INSTRUCTION ▸ Update the rows starting at the line that contains "Target: clear plastic glove" and ending at the line that contains "(1025, 702)" by replacing "pin" with "marker". Keep everything else in those lines unchanged.

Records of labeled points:

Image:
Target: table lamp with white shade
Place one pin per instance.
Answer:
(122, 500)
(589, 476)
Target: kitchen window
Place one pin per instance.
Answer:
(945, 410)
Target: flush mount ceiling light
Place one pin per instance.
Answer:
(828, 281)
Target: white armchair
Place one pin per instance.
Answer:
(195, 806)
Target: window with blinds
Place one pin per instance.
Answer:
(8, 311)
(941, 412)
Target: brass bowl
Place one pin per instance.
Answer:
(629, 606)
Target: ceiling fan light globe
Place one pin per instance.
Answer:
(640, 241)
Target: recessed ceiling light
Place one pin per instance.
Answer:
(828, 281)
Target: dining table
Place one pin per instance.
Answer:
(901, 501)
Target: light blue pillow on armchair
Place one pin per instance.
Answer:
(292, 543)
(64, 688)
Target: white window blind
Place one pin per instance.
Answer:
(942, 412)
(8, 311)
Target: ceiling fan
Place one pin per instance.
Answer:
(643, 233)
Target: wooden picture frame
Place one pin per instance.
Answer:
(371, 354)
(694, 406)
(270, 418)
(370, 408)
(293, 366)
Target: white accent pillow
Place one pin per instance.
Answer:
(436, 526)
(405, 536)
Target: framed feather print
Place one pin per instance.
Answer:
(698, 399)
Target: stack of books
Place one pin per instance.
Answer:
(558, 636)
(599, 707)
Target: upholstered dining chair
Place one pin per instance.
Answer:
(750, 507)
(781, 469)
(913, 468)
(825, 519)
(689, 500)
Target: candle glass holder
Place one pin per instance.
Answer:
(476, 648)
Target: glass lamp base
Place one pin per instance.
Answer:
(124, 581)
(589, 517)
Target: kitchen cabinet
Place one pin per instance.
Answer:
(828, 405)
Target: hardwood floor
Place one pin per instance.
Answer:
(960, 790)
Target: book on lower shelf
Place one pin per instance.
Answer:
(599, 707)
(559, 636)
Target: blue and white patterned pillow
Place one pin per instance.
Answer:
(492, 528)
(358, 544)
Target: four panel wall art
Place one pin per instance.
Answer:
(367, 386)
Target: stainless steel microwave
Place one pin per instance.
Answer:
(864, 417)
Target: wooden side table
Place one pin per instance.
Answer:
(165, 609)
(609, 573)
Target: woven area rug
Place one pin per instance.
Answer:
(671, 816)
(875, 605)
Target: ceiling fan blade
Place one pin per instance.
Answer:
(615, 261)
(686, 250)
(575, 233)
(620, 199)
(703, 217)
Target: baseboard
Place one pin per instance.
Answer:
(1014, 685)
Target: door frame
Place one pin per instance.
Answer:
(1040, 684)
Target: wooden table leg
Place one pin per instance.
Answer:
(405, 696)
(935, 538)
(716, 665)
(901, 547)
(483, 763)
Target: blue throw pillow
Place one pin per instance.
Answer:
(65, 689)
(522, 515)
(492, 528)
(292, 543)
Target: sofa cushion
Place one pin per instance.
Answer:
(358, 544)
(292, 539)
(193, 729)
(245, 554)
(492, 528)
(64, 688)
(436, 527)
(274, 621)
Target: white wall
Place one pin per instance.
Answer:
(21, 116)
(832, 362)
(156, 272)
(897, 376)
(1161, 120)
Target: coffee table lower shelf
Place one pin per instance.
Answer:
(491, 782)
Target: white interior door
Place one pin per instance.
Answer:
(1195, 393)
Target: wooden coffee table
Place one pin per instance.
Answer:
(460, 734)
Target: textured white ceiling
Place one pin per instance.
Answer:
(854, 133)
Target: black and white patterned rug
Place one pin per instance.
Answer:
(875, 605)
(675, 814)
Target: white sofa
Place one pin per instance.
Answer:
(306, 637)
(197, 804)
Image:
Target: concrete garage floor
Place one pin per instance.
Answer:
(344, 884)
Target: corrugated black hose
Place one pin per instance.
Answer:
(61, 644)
...
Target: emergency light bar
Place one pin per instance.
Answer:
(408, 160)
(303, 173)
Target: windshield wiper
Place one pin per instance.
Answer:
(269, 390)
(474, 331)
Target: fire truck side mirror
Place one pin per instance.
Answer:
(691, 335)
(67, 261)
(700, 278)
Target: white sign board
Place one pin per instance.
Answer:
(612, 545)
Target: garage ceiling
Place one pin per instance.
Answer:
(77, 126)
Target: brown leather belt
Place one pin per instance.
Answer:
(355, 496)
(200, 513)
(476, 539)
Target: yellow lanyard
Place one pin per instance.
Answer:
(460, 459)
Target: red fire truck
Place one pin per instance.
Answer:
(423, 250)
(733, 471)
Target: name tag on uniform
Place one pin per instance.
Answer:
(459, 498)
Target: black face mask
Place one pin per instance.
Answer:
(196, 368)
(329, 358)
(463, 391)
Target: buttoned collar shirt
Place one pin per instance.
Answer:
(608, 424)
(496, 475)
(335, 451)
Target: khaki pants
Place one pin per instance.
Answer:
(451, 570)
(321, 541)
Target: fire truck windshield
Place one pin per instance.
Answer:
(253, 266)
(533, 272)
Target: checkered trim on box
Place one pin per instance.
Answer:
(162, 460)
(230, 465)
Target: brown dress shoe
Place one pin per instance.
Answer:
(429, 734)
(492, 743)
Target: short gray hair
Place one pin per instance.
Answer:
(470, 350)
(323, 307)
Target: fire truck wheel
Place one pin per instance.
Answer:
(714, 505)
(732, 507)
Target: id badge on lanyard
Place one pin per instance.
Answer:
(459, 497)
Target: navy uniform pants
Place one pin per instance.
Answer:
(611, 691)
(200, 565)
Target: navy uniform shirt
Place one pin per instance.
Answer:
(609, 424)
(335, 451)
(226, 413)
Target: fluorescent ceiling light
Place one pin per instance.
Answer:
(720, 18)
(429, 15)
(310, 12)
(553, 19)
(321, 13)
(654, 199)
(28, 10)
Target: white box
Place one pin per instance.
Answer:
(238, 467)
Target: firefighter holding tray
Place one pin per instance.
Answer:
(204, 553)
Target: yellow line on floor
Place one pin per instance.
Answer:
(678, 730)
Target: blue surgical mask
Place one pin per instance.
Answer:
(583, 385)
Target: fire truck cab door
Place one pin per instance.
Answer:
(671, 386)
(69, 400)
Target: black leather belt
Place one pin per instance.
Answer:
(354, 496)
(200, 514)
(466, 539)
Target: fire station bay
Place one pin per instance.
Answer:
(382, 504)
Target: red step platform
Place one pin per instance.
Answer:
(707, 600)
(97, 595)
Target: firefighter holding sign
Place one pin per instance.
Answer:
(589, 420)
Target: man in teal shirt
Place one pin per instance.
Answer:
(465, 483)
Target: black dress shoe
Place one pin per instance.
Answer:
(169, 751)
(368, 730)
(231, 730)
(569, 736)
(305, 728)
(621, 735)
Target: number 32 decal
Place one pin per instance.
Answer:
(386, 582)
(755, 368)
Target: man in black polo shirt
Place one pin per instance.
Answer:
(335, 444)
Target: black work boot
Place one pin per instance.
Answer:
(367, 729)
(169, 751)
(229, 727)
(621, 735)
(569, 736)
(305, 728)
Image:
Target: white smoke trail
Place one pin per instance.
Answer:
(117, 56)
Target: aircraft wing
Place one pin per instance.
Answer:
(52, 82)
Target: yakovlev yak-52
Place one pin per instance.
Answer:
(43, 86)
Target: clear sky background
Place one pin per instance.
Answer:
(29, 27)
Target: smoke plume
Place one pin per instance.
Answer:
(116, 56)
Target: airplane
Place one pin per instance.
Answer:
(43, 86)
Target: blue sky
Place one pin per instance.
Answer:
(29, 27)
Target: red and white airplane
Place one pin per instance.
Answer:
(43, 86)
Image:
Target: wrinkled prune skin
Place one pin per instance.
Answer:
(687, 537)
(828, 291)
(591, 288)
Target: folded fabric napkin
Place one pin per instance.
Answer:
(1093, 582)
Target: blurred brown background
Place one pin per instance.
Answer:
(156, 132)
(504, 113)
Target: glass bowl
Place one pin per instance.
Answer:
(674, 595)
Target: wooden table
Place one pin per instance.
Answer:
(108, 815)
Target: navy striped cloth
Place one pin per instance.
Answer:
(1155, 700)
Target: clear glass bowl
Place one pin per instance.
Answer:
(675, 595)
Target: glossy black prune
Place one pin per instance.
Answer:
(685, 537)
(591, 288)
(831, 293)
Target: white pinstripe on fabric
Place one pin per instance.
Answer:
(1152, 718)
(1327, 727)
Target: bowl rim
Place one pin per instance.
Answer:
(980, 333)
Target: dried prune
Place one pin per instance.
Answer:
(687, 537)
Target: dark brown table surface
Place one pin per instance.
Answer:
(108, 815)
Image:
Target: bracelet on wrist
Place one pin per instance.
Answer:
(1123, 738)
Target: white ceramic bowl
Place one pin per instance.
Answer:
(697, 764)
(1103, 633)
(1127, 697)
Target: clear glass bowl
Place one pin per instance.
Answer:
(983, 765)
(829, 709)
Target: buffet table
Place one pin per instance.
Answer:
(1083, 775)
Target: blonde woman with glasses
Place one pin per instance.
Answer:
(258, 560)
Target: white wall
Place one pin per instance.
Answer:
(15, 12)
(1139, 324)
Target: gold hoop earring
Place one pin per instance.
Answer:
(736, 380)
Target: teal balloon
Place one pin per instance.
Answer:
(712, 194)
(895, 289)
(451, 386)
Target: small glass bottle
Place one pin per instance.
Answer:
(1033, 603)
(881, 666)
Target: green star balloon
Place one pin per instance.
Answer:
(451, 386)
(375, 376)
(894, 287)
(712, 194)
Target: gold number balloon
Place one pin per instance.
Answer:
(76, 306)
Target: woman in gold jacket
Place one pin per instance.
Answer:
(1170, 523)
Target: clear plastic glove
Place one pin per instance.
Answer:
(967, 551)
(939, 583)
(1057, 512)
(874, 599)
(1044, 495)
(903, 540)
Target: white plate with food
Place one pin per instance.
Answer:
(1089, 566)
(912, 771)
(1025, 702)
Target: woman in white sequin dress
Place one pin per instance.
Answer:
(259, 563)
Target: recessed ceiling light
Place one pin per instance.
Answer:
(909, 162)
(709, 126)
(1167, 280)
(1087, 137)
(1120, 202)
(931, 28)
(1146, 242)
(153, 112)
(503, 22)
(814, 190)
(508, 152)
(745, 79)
--
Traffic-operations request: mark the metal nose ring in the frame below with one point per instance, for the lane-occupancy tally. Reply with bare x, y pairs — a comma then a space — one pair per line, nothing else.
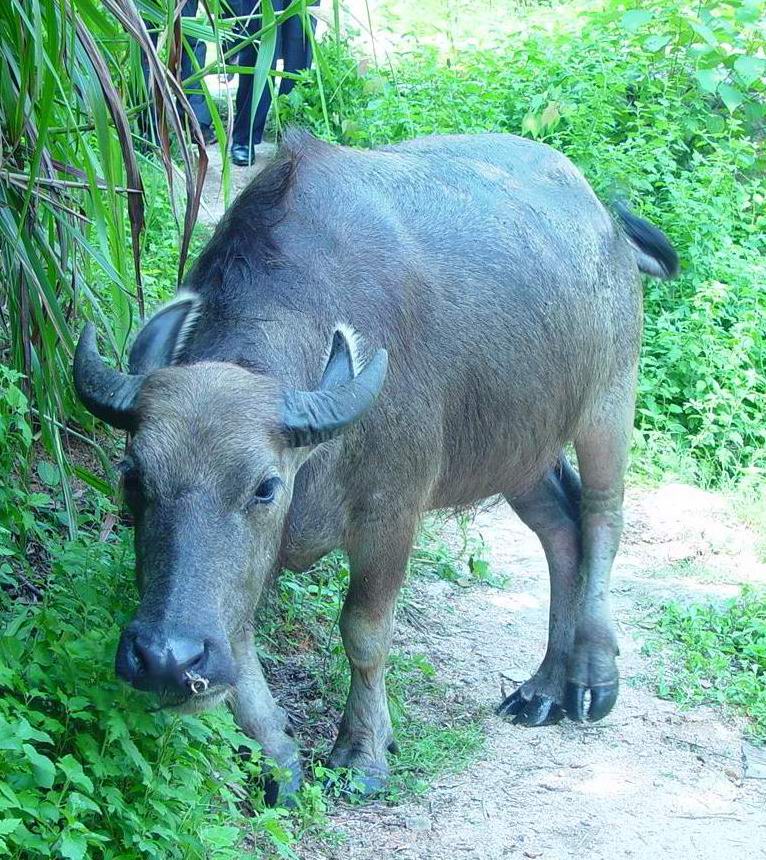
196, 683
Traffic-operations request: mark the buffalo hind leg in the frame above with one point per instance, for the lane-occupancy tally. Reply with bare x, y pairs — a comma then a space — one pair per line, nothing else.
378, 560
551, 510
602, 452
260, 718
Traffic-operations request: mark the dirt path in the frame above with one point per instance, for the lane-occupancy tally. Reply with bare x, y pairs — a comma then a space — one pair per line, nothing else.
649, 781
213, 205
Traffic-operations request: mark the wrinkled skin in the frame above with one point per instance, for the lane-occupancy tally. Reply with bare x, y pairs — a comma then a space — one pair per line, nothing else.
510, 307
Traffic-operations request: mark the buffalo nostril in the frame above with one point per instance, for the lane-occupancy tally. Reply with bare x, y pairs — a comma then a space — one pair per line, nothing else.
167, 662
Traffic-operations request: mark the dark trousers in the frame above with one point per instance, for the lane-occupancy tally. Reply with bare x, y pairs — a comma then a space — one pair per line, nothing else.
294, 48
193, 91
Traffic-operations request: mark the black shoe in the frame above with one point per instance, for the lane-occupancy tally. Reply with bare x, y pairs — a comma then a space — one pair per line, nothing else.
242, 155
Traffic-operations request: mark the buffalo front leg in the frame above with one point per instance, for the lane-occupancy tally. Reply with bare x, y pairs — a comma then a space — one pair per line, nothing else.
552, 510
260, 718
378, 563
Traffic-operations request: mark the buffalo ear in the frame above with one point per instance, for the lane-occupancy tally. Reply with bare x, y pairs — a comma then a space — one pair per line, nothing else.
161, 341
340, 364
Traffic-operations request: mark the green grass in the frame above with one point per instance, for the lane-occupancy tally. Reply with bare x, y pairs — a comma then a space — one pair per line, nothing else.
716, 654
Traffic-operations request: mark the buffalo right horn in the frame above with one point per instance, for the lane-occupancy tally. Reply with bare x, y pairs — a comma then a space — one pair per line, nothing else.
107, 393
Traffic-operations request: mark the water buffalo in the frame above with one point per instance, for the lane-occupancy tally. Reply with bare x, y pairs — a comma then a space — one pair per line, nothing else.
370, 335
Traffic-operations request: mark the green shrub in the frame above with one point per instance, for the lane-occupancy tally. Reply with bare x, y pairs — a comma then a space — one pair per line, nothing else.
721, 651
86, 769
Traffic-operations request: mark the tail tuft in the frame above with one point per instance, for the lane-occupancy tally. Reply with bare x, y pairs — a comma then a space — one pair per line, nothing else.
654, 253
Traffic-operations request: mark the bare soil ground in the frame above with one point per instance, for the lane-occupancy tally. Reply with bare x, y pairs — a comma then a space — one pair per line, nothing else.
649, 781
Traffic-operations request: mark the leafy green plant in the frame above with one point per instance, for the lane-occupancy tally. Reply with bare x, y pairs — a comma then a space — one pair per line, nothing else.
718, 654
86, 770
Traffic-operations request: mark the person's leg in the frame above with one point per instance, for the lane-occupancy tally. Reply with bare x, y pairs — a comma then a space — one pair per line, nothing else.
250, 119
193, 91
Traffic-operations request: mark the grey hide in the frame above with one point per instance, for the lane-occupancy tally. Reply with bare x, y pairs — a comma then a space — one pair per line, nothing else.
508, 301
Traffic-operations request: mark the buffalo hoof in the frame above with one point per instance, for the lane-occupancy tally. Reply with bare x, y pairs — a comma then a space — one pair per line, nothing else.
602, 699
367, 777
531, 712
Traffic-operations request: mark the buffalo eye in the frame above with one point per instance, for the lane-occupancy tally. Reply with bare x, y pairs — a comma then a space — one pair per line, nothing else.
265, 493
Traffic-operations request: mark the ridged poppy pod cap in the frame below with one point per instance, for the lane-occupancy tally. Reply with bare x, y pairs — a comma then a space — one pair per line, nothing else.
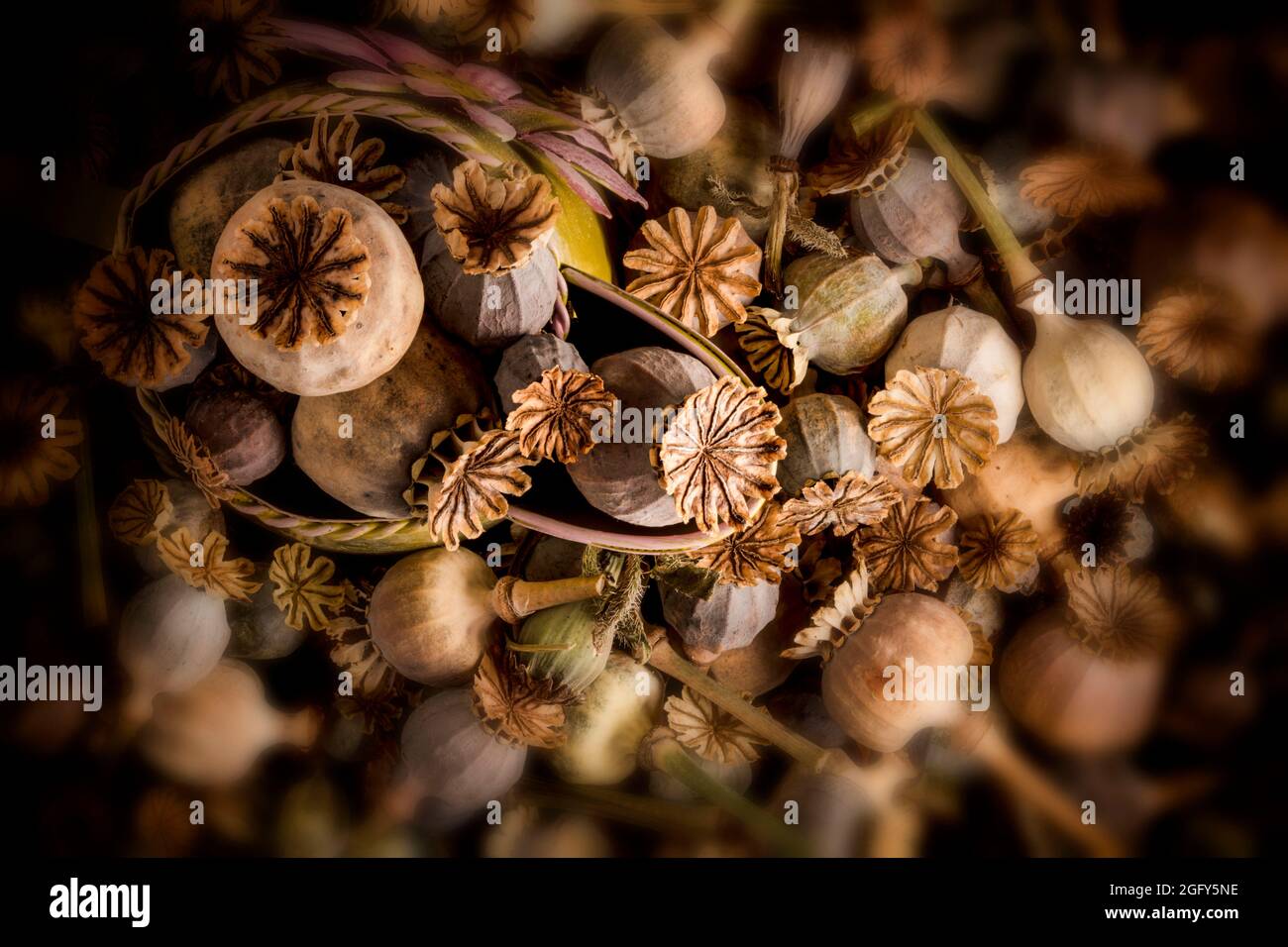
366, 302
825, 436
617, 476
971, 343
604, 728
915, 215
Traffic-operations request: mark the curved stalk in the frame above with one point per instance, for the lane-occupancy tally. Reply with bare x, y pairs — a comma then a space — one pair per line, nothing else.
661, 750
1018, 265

RESPONSE ▸
Target: clear plastic glove
Place one marker per instance.
Answer:
(967, 551)
(939, 583)
(1057, 512)
(874, 599)
(1044, 495)
(903, 540)
Target: white plate with food
Place one marker per instance.
Answer:
(1089, 566)
(912, 771)
(1025, 702)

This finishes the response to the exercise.